** Required work **
Make the copy match the entries below exactly, with no pictures carried over.

Collected data
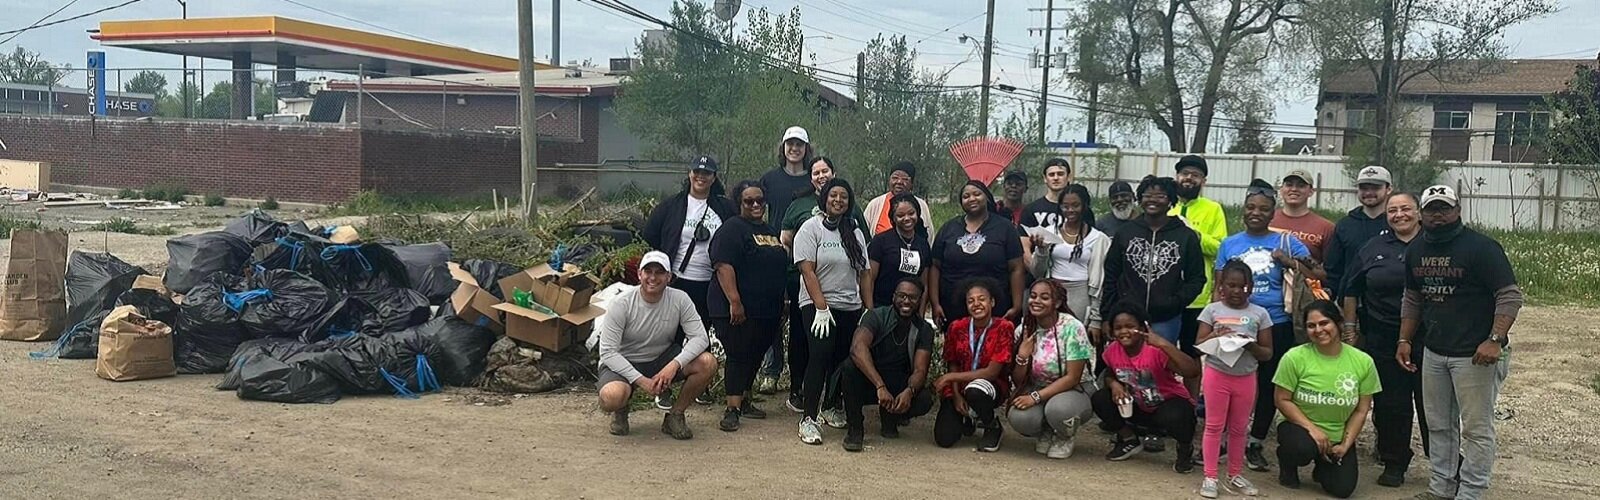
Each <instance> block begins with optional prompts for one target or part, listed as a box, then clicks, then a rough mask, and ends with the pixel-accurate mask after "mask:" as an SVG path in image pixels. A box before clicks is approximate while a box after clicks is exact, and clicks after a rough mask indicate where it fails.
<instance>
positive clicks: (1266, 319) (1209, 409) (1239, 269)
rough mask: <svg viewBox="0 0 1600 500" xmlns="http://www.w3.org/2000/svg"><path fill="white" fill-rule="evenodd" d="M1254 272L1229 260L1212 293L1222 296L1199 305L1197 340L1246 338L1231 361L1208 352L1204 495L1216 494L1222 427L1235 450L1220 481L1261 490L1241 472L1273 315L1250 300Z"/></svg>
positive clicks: (1229, 454)
mask: <svg viewBox="0 0 1600 500" xmlns="http://www.w3.org/2000/svg"><path fill="white" fill-rule="evenodd" d="M1253 277H1254V272H1253V271H1251V269H1250V266H1248V264H1245V263H1243V261H1238V260H1232V261H1227V263H1226V264H1222V271H1221V272H1218V274H1216V292H1214V295H1218V296H1219V298H1221V301H1216V303H1211V304H1208V306H1206V308H1205V309H1202V311H1200V332H1198V335H1195V343H1197V345H1198V343H1205V341H1208V340H1213V338H1216V340H1218V341H1219V343H1221V341H1237V340H1232V338H1240V340H1246V343H1245V346H1243V348H1242V349H1243V353H1238V357H1237V359H1234V362H1232V364H1229V362H1227V361H1224V357H1222V356H1205V373H1203V377H1202V381H1200V393H1202V394H1205V405H1206V412H1205V436H1203V441H1202V444H1200V450H1202V452H1200V454H1202V457H1203V460H1205V463H1203V471H1205V481H1203V482H1202V484H1200V495H1202V497H1206V498H1216V495H1218V476H1216V465H1218V457H1219V455H1221V452H1222V450H1221V449H1222V433H1224V431H1227V447H1229V449H1232V450H1234V452H1232V454H1229V455H1227V482H1222V486H1224V487H1227V489H1229V490H1232V492H1235V494H1240V495H1256V494H1258V490H1256V487H1254V486H1253V484H1251V482H1250V479H1245V478H1243V476H1240V473H1243V470H1245V436H1246V433H1250V415H1251V412H1254V407H1256V377H1258V373H1256V364H1258V361H1262V359H1270V357H1272V316H1270V314H1269V313H1267V309H1264V308H1261V306H1258V304H1251V303H1250V290H1251V279H1253ZM1267 377H1270V375H1267Z"/></svg>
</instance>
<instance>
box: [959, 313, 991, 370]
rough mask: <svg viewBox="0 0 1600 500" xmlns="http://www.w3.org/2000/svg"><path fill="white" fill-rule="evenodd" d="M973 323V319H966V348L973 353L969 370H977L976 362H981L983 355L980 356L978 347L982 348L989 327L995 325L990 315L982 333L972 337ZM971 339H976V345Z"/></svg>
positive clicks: (987, 334)
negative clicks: (988, 321) (972, 362)
mask: <svg viewBox="0 0 1600 500" xmlns="http://www.w3.org/2000/svg"><path fill="white" fill-rule="evenodd" d="M973 324H974V321H971V319H968V321H966V349H970V351H971V353H973V367H971V372H978V362H981V361H982V359H984V356H982V353H979V349H982V348H984V340H987V338H989V327H994V325H995V319H994V317H990V319H989V324H987V325H984V332H982V335H978V337H973ZM973 341H976V345H973Z"/></svg>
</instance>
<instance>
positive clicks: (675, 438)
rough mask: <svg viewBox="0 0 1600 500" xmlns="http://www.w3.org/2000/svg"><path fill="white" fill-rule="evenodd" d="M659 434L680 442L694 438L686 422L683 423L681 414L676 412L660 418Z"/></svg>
mask: <svg viewBox="0 0 1600 500" xmlns="http://www.w3.org/2000/svg"><path fill="white" fill-rule="evenodd" d="M661 433H662V434H667V436H672V439H680V441H682V439H690V438H694V433H691V431H690V425H688V421H683V413H678V412H667V417H662V418H661Z"/></svg>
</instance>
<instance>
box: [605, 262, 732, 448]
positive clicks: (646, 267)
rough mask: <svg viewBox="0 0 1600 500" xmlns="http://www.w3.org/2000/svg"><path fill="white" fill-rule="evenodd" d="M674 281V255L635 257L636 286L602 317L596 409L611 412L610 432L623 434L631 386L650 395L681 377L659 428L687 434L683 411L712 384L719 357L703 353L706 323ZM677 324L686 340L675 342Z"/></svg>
mask: <svg viewBox="0 0 1600 500" xmlns="http://www.w3.org/2000/svg"><path fill="white" fill-rule="evenodd" d="M670 282H672V260H670V258H667V255H666V253H661V252H654V250H653V252H650V253H645V256H643V258H640V260H638V288H632V290H627V292H622V295H618V296H616V298H614V300H611V304H610V306H608V308H606V314H605V316H602V317H600V322H598V324H597V327H595V329H597V330H598V335H600V367H598V378H600V380H598V381H595V386H597V388H598V389H600V409H602V410H605V412H611V434H613V436H626V434H627V431H629V429H627V402H629V399H630V397H632V396H634V389H635V388H637V389H640V391H646V393H650V394H661V393H664V391H667V389H669V388H670V386H672V383H677V381H683V389H682V394H680V397H678V399H677V402H674V405H672V409H670V410H667V415H666V417H664V418H662V420H661V433H662V434H667V436H672V439H690V438H694V433H691V431H690V426H688V423H686V421H685V418H683V410H685V409H688V405H690V404H691V402H693V401H694V397H698V396H701V393H704V391H706V388H707V386H710V378H712V375H715V373H717V357H712V356H710V353H706V348H707V346H710V340H709V337H706V324H704V322H702V319H701V316H699V313H694V301H693V300H690V295H688V293H685V292H683V290H678V288H669V287H667V284H670ZM678 329H682V330H683V333H685V340H683V343H682V345H680V343H678V341H677V335H678Z"/></svg>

** Answer to this problem **
Each <instance> block begins with optional prompts for one target or part, listed as a box, then clicks, then a rough mask, and ends with the pixel-accurate mask after "mask:" as an SVG path in image pixels. A box before clicks is approximate while a box after clicks is exact, and clicks after a rough mask indicate where it fails.
<instance>
positive clicks: (1266, 319) (1209, 409) (1239, 269)
rough mask: <svg viewBox="0 0 1600 500" xmlns="http://www.w3.org/2000/svg"><path fill="white" fill-rule="evenodd" d="M1254 272L1229 260L1212 293L1222 296L1199 305L1197 340L1246 338L1231 361L1208 352L1204 495L1216 494L1222 427L1235 450L1220 481L1261 490L1241 472L1273 315L1250 300Z"/></svg>
positive clicks: (1229, 454)
mask: <svg viewBox="0 0 1600 500" xmlns="http://www.w3.org/2000/svg"><path fill="white" fill-rule="evenodd" d="M1253 277H1254V272H1253V271H1251V269H1250V266H1248V264H1245V263H1243V261H1238V260H1232V261H1227V263H1226V264H1222V271H1221V272H1218V274H1216V292H1214V295H1218V296H1219V298H1221V301H1216V303H1211V304H1208V306H1206V308H1205V309H1202V311H1200V332H1198V335H1195V343H1197V345H1198V343H1205V341H1208V340H1213V338H1216V340H1218V341H1219V343H1221V341H1237V340H1232V338H1240V340H1246V343H1245V346H1243V348H1242V349H1243V353H1238V357H1237V359H1234V362H1232V364H1229V362H1227V361H1224V357H1222V356H1205V373H1203V377H1202V381H1200V393H1202V394H1205V405H1206V412H1205V436H1203V441H1202V444H1200V450H1202V452H1200V454H1202V457H1203V460H1205V463H1203V471H1205V481H1203V482H1202V484H1200V495H1202V497H1206V498H1216V495H1218V476H1216V465H1218V457H1219V455H1221V452H1222V450H1221V449H1222V433H1224V431H1227V447H1229V449H1232V450H1234V452H1232V454H1229V455H1227V482H1222V486H1224V487H1227V489H1229V490H1232V492H1235V494H1240V495H1256V494H1258V490H1256V487H1254V486H1253V484H1251V482H1250V479H1245V478H1243V476H1240V473H1243V470H1245V436H1246V433H1250V415H1251V412H1254V407H1256V377H1258V373H1256V364H1258V361H1262V359H1270V357H1272V316H1270V314H1269V313H1267V309H1264V308H1261V306H1258V304H1251V303H1250V290H1251V279H1253ZM1267 377H1270V375H1267Z"/></svg>
</instance>
<instance>
box: [959, 313, 991, 370]
rough mask: <svg viewBox="0 0 1600 500" xmlns="http://www.w3.org/2000/svg"><path fill="white" fill-rule="evenodd" d="M973 323V319H966V348L973 353L969 370H977L976 362H981L983 355L980 356L978 347L982 348L989 327L995 325L990 315L982 333L972 337ZM971 339H976V345Z"/></svg>
positive clicks: (987, 334)
negative clicks: (988, 321) (972, 362)
mask: <svg viewBox="0 0 1600 500" xmlns="http://www.w3.org/2000/svg"><path fill="white" fill-rule="evenodd" d="M973 324H974V321H971V319H968V321H966V349H970V351H971V353H973V367H971V372H978V362H981V361H982V359H984V356H982V353H979V349H982V348H984V340H987V338H989V327H994V325H995V319H994V317H990V319H989V324H987V325H984V332H982V335H978V337H973ZM973 341H976V345H973Z"/></svg>
</instance>
<instance>
positive clicks: (675, 438)
rough mask: <svg viewBox="0 0 1600 500" xmlns="http://www.w3.org/2000/svg"><path fill="white" fill-rule="evenodd" d="M659 434L680 442L694 438L686 422L683 423L681 414L676 412L660 418Z"/></svg>
mask: <svg viewBox="0 0 1600 500" xmlns="http://www.w3.org/2000/svg"><path fill="white" fill-rule="evenodd" d="M661 433H662V434H667V436H672V439H680V441H682V439H690V438H694V433H691V431H690V425H688V421H683V413H678V412H667V417H662V418H661Z"/></svg>
</instance>
<instance>
box: [605, 262, 732, 448]
positive clicks: (646, 267)
rough mask: <svg viewBox="0 0 1600 500" xmlns="http://www.w3.org/2000/svg"><path fill="white" fill-rule="evenodd" d="M674 281V255L635 257L636 286L602 317L596 409L611 412L610 432L623 434L631 386L650 395L681 377L659 428L687 434L683 411L712 384L719 357L703 353L706 323ZM677 324L686 340L675 342Z"/></svg>
mask: <svg viewBox="0 0 1600 500" xmlns="http://www.w3.org/2000/svg"><path fill="white" fill-rule="evenodd" d="M670 282H672V260H670V258H667V255H666V253H661V252H654V250H653V252H650V253H645V256H643V258H640V260H638V288H632V290H627V292H622V295H618V296H616V298H614V300H611V304H610V306H608V308H606V314H605V316H602V317H600V322H598V324H597V327H595V329H597V330H598V335H600V367H598V378H600V380H598V381H595V386H597V388H598V389H600V409H602V410H605V412H611V434H613V436H626V434H627V431H629V429H627V402H629V399H630V397H632V396H634V389H635V388H637V389H640V391H646V393H650V394H661V393H664V391H667V389H669V388H670V386H672V383H677V381H683V389H682V394H680V397H678V399H677V402H674V405H672V409H670V410H667V415H666V417H664V418H662V420H661V433H662V434H667V436H672V439H690V438H694V433H691V431H690V426H688V423H686V421H685V418H683V410H685V409H688V405H690V404H691V402H693V401H694V397H698V396H701V393H704V391H706V388H707V386H710V378H712V375H715V373H717V357H712V356H710V353H706V348H707V346H710V340H709V337H706V324H704V322H702V319H701V316H699V313H694V301H693V300H690V295H688V293H685V292H683V290H678V288H669V287H667V284H670ZM678 329H682V330H683V333H685V340H683V343H682V345H680V343H678V341H677V335H678Z"/></svg>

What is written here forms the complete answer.